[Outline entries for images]
★ ★ ★ ★

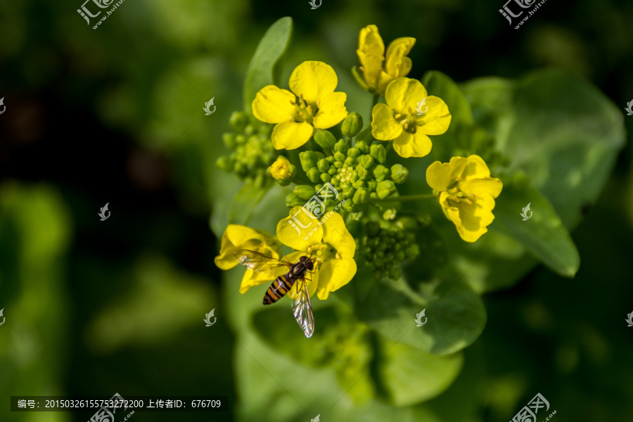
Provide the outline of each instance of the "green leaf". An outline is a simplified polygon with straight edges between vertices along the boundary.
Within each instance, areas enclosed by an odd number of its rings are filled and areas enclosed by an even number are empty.
[[[622,112],[594,87],[558,70],[517,81],[482,78],[462,89],[475,121],[511,159],[509,171],[525,172],[565,226],[577,224],[624,145]]]
[[[282,18],[274,23],[260,41],[244,80],[244,110],[252,113],[251,103],[264,87],[274,84],[275,67],[286,51],[292,34],[293,20]]]
[[[257,186],[252,179],[244,183],[229,207],[229,224],[246,224],[255,207],[272,186],[270,181],[267,181],[263,187]]]
[[[378,363],[378,373],[396,406],[410,406],[440,395],[463,364],[461,352],[437,356],[399,343],[382,343],[386,352]]]
[[[425,283],[418,294],[404,281],[389,286],[365,280],[356,295],[357,316],[385,338],[435,354],[454,353],[470,345],[483,331],[485,307],[480,296],[459,279]],[[353,281],[352,281],[353,282]],[[366,286],[366,284],[370,284]],[[416,315],[426,309],[427,324]]]
[[[527,221],[520,215],[530,204]],[[578,250],[546,198],[534,188],[506,183],[497,198],[490,226],[520,242],[532,255],[561,276],[573,277],[580,265]]]

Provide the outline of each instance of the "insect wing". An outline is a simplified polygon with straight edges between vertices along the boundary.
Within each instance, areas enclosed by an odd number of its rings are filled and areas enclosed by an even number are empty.
[[[240,264],[255,272],[271,272],[280,267],[291,268],[293,266],[288,261],[277,260],[255,250],[240,249],[233,252],[233,255]]]
[[[298,280],[297,283],[301,283],[303,286],[297,286],[297,297],[293,299],[293,314],[305,336],[309,338],[314,333],[312,305],[310,303],[310,295],[307,293],[305,279]]]

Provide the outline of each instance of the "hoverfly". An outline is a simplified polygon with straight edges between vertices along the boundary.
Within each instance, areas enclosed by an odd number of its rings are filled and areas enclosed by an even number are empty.
[[[288,269],[287,273],[275,279],[266,290],[264,305],[274,303],[289,292],[295,283],[298,282],[297,296],[293,299],[293,314],[305,336],[308,338],[312,337],[314,333],[314,315],[312,314],[312,305],[305,277],[314,272],[315,260],[310,257],[302,256],[299,258],[298,262],[293,264],[286,260],[277,260],[246,249],[236,250],[233,255],[240,264],[256,272],[272,273],[280,267]]]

★ ★ ★ ★

* [Short problem] Without the pictures, return the entries exactly as they appear.

* [Task output]
Provide the outline of each instance of the "green leaf". An outline is a simplified polygon with straight edges between vertices along the boundary.
Within each instance, areas enclosed by an odd number of its rings are filled and areas enclosed by an even number are empty.
[[[622,112],[594,87],[558,70],[517,81],[482,78],[462,89],[475,121],[511,159],[509,171],[525,172],[565,226],[577,224],[624,145]]]
[[[282,18],[274,23],[260,41],[244,80],[244,110],[252,113],[251,103],[264,87],[274,84],[275,67],[286,51],[292,34],[293,20]]]
[[[257,186],[252,179],[244,183],[229,207],[229,224],[246,224],[255,207],[272,186],[270,181],[267,181],[263,187]]]
[[[378,363],[378,373],[396,406],[410,406],[440,395],[463,364],[461,352],[437,356],[399,343],[382,343],[386,352]]]
[[[425,283],[418,294],[404,281],[389,286],[365,280],[356,295],[357,316],[385,338],[435,354],[454,353],[470,345],[483,331],[485,307],[480,296],[459,279]],[[353,281],[352,281],[353,282]],[[366,286],[366,284],[370,284]],[[416,315],[426,309],[427,324]]]
[[[527,221],[520,215],[530,204]],[[578,250],[546,198],[534,188],[506,183],[497,198],[490,226],[520,242],[532,255],[561,276],[573,277],[580,265]]]

Provide the outline of each instance of the "insect wing". An outline is a simplified polygon with straight edges between vertices along the boundary.
Within each instance, areas enclosed by an odd number of its rings are filled and areas enclosed by an even number are empty.
[[[240,264],[255,272],[271,272],[280,267],[291,268],[293,266],[288,261],[277,260],[255,250],[240,249],[233,252],[233,255]]]
[[[298,280],[297,283],[301,283],[303,286],[297,286],[297,297],[293,299],[293,314],[305,336],[309,338],[314,333],[312,305],[310,303],[310,295],[307,293],[305,279]]]

Provide the outline of each instance of the "hoverfly". An outline is a simplified polygon with straight edges between vertices along the boundary.
Within each instance, areas enclosed by an odd number of its rings are filled and areas enclosed by an even number are empty.
[[[288,269],[287,273],[275,279],[266,290],[264,305],[274,303],[289,292],[295,283],[298,282],[297,296],[293,299],[293,314],[305,336],[308,338],[312,337],[314,333],[314,315],[312,314],[312,305],[305,277],[314,272],[315,260],[310,257],[302,256],[299,258],[298,262],[293,264],[286,260],[277,260],[246,249],[236,250],[233,255],[240,264],[256,272],[272,273],[280,267]]]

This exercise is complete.